▶ [TRECHO DO DOCUMENTO]
■ ■ ■
Por outro lado, e como o Tribunal Constitucional vem entendendo, a norma do artigo 75º-A não se limita a decretar um dever de colaboração do recorrente com o tribunal. Antes estabelece um requisito formal de apreciação do recurso de constitucionalidade que apenas pode ser apreciado em face das indicações fornecidas por aquele, por esse motivo sendo-lhe dada uma oportunidade de suprir essa falta, por parte do juiz, não admitindo que o tribunal possa, oficiosamente, substituir-se-lhe (cfr., inter alia, os acórdãos nºs. 402/93 e 636/93, publicados no Diário da República, II Série, de 18 de Janeiro e 31 de Março de 1994, respectivamente).
Não observado esse requisito pelos autores do requerimento, não obstante para o efeito terem sido expressamente notificados, não podia ser outro o despacho que não fosse o de não recebimento do recurso, atendendo ao disposto na primeira parte do nº 2 do artigo 76º da Lei nº 28/82.
■ ■ ■
▶ [ENTRADAS MOSTRADAS]

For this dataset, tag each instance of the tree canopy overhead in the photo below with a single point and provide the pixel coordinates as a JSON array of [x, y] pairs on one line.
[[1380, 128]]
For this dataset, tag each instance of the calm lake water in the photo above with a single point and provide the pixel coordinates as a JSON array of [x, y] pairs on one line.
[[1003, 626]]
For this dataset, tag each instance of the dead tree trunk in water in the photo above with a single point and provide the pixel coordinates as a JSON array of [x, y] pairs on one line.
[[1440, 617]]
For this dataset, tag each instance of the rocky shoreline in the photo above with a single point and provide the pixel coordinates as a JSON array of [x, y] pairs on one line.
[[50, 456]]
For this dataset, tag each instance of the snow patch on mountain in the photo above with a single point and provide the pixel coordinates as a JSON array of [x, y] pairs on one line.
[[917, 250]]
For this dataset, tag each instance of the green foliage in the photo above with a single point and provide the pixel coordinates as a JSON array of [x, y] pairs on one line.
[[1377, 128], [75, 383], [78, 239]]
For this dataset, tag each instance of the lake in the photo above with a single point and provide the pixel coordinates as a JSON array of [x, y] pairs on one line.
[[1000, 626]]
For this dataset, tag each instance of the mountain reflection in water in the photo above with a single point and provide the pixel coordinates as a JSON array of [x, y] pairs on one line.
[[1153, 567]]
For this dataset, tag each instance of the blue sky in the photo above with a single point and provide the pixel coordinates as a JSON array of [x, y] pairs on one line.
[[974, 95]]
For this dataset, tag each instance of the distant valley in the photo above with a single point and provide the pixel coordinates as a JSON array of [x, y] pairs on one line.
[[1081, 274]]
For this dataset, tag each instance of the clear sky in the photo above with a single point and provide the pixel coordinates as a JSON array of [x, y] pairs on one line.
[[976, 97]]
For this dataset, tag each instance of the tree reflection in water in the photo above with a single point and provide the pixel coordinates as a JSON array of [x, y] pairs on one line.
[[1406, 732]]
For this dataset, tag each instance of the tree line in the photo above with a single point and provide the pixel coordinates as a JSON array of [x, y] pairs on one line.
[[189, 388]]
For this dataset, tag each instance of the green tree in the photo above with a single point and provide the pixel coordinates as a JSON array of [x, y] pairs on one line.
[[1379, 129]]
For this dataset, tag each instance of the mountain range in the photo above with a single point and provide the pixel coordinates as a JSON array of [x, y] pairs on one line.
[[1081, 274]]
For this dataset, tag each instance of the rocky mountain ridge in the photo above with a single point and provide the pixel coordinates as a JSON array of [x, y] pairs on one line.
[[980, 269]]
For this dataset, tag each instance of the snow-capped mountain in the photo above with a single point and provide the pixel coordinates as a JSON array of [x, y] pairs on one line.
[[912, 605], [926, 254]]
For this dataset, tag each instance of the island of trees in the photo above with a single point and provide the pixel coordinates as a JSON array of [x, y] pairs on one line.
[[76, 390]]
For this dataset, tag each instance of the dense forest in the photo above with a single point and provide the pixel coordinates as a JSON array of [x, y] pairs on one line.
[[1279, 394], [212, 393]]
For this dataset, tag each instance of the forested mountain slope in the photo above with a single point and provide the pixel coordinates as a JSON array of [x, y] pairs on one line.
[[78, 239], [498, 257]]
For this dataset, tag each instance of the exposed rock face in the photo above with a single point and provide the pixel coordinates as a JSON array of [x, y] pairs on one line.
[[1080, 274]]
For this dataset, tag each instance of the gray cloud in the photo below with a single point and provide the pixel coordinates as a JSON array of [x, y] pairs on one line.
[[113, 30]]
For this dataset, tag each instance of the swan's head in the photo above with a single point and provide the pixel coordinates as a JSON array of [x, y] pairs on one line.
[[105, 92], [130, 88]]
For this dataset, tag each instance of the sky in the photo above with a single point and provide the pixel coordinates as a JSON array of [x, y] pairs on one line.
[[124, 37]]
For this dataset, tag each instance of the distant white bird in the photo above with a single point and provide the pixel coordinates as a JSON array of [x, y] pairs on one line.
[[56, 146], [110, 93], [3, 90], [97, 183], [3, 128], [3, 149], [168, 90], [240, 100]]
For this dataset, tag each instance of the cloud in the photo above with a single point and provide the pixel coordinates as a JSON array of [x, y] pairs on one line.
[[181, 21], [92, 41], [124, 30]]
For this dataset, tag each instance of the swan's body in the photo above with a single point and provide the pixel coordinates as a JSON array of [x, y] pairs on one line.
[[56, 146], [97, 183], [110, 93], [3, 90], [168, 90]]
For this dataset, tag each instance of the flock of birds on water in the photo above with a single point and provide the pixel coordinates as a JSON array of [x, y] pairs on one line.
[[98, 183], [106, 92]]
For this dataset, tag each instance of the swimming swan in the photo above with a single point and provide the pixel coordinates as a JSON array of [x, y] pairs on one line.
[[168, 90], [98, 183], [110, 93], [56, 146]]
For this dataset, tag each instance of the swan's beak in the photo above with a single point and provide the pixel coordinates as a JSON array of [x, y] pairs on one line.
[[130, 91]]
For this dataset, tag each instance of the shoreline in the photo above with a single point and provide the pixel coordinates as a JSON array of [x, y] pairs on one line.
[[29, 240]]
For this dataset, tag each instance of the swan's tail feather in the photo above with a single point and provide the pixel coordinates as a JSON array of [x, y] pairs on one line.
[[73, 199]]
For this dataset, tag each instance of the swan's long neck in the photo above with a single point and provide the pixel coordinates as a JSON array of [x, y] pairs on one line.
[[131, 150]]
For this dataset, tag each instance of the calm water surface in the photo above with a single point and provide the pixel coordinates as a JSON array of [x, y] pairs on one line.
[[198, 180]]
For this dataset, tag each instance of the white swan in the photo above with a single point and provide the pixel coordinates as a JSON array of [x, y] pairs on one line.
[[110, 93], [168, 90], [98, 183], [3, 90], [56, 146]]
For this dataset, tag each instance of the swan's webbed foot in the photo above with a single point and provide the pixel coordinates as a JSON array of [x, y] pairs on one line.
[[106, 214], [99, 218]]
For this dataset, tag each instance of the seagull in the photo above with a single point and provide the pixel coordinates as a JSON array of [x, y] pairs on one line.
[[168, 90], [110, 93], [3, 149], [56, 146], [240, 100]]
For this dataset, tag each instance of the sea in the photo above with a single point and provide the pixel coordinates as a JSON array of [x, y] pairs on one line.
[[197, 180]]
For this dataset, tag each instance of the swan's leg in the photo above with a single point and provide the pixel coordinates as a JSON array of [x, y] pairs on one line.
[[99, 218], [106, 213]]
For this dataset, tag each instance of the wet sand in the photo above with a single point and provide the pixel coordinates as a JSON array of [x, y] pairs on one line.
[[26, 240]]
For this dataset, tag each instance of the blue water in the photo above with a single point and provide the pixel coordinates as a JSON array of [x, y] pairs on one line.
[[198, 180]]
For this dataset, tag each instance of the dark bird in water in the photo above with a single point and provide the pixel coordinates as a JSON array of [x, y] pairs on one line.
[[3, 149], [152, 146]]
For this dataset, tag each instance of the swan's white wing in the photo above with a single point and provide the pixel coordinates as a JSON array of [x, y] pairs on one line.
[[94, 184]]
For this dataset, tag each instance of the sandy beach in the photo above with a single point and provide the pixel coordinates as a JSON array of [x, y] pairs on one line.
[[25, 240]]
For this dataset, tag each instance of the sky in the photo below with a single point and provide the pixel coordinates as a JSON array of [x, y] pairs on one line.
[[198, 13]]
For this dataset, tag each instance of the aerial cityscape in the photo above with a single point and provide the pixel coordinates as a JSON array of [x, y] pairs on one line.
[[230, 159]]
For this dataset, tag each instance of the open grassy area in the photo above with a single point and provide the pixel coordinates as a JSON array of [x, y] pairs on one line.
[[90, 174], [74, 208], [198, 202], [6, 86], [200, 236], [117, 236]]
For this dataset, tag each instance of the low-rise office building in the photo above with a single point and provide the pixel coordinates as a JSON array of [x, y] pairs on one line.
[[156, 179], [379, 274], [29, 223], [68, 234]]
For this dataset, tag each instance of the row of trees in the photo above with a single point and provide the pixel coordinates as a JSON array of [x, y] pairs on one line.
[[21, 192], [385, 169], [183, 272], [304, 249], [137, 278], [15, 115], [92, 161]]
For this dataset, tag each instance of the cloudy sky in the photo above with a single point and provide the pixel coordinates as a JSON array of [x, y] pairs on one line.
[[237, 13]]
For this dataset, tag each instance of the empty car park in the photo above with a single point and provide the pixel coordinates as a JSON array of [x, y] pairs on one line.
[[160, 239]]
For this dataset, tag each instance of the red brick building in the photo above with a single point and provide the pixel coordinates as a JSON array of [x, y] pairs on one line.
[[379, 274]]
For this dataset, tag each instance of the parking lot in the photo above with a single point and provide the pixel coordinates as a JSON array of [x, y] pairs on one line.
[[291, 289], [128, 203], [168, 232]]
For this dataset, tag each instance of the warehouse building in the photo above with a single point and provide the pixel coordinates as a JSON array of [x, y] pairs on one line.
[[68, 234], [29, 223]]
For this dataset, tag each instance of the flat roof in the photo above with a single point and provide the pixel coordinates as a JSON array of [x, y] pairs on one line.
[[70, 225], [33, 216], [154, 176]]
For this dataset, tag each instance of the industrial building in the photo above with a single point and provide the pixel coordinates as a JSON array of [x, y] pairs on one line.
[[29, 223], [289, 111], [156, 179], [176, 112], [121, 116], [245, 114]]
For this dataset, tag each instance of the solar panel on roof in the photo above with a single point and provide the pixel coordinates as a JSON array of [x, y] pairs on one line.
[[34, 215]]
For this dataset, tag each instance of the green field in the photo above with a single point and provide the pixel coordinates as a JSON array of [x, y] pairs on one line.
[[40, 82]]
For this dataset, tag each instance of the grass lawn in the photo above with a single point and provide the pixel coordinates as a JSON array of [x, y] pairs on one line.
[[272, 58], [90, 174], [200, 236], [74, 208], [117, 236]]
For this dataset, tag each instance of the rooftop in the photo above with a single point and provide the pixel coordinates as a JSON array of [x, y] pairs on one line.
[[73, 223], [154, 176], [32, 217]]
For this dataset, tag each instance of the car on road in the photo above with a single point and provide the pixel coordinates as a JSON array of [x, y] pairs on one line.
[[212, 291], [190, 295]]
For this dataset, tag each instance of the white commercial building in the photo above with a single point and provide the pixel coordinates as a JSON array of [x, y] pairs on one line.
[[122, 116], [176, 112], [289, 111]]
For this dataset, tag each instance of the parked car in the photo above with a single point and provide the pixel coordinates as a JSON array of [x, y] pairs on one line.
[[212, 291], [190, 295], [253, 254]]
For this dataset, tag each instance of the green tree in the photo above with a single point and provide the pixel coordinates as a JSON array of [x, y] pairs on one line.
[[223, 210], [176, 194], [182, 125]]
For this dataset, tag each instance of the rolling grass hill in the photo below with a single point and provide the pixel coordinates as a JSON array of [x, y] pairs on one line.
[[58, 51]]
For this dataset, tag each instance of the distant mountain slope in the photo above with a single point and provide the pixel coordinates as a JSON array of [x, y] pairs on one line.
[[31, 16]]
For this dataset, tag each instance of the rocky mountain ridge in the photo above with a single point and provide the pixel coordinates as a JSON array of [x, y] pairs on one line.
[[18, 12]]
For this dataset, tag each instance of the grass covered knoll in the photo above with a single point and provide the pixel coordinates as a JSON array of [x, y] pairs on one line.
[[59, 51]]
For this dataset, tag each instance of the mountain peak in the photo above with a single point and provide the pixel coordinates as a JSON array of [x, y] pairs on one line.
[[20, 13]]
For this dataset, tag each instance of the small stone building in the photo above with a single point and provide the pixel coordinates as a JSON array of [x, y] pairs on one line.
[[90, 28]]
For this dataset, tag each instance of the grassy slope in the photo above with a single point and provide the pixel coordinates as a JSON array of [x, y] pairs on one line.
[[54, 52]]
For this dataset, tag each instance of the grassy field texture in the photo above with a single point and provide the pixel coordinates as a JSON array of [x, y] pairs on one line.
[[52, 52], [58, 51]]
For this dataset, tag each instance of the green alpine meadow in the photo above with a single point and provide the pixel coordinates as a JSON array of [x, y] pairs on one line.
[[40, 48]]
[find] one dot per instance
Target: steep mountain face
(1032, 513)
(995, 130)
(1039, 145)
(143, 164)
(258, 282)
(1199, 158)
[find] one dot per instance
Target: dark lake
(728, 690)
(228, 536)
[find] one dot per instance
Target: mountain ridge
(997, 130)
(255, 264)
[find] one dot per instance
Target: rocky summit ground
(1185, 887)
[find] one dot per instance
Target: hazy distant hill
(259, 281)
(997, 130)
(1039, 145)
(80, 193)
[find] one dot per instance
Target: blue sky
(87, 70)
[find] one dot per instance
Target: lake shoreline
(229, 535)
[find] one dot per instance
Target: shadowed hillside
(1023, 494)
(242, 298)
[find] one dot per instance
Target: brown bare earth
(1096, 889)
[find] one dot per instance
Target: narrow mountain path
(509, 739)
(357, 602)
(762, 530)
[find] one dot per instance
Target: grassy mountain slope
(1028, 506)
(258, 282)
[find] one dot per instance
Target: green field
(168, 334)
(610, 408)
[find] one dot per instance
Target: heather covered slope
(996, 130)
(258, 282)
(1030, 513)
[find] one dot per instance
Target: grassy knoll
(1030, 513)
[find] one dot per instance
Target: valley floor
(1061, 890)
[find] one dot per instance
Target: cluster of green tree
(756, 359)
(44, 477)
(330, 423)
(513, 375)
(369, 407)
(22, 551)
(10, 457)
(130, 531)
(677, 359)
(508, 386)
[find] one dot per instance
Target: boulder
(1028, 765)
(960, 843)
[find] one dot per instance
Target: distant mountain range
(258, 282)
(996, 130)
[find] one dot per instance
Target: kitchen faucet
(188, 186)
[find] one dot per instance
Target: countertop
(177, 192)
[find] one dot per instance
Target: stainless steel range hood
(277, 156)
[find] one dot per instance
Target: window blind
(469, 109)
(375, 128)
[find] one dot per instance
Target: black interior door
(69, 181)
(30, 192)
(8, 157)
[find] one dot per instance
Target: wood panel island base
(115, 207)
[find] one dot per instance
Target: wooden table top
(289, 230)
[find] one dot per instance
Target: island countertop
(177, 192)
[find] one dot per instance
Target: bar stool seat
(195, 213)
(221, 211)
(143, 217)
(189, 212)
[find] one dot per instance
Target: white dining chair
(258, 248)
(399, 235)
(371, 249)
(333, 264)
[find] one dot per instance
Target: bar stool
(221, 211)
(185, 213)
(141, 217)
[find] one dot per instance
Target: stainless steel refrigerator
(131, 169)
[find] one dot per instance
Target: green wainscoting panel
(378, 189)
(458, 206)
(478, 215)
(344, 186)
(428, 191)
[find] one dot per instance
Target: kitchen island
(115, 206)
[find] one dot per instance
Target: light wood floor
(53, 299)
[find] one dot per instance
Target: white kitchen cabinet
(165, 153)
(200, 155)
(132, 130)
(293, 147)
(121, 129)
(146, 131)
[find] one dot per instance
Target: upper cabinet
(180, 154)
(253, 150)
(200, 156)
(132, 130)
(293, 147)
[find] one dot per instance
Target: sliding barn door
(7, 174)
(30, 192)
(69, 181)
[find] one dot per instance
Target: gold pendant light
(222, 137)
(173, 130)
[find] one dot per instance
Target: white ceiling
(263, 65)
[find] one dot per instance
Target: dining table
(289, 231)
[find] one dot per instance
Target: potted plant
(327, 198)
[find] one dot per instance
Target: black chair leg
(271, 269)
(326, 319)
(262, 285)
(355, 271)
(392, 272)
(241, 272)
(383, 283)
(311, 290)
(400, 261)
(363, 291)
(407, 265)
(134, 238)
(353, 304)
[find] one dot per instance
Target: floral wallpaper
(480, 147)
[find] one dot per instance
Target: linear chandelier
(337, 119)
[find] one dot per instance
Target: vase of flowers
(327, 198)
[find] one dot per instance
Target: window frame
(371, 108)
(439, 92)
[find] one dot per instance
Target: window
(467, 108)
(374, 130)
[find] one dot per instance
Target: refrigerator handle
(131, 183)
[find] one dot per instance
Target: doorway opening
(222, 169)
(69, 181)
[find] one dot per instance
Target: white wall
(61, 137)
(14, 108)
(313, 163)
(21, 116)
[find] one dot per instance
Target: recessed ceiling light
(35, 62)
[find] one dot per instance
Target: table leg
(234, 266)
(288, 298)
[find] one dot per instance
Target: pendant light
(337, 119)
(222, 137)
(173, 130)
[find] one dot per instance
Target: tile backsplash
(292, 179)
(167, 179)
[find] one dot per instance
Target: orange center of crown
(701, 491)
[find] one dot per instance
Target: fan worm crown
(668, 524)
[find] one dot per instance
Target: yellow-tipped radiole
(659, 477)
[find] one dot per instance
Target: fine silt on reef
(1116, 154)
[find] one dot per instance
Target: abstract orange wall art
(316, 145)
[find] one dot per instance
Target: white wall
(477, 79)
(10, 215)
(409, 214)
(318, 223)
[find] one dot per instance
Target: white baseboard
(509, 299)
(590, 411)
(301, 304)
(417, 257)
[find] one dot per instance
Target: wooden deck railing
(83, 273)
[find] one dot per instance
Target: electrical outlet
■ ■ ■
▶ [TAREFAS PEDIDAS]
1) Segundo o trecho sobre o recurso de constitucionalidade, por que o despacho só podia ser o de não recebimento do recurso?
2) Atualize o trecho sobre o recurso de constitucionalidade, começando em "Por outro lado, e" e indo até "de 1994, respectivamente).", com "recorrente" trocado por "requerente".
3) Responda a estas perguntas sobre o trecho sobre o recurso de constitucionalidade:
(a) Quais são os números dos acórdãos citados?
(b) Em que série do Diário da República eles foram publicados?
(c) Que disposição legal fundamenta o não recebimento do recurso?

▶ [RESPOSTAS POR ORDEM]
1) Porque os autores do requerimento não cumpriram o requisito formal do artigo 75º-A, embora tivessem sido expressamente notificados para isso. Além disso, a primeira parte do nº 2 do artigo 76º da Lei nº 28/82 leva a essa decisão.

2)
Por outro lado, e como o Tribunal Constitucional vem entendendo, a norma do artigo 75º-A não se limita a decretar um dever de colaboração do requerente com o tribunal. Antes estabelece um requisito formal de apreciação do recurso de constitucionalidade que apenas pode ser apreciado em face das indicações fornecidas por aquele, por esse motivo sendo-lhe dada uma oportunidade de suprir essa falta, por parte do juiz, não admitindo que o tribunal possa, oficiosamente, substituir-se-lhe (cfr., inter alia, os acórdãos nºs. 402/93 e 636/93, publicados no Diário da República, II Série, de 18 de Janeiro e 31 de Março de 1994, respectivamente).

3)
(a) Os acórdãos nºs. 402/93 e 636/93.
(b) Na II Série.
(c) A primeira parte do nº 2 do artigo 76º da Lei nº 28/82.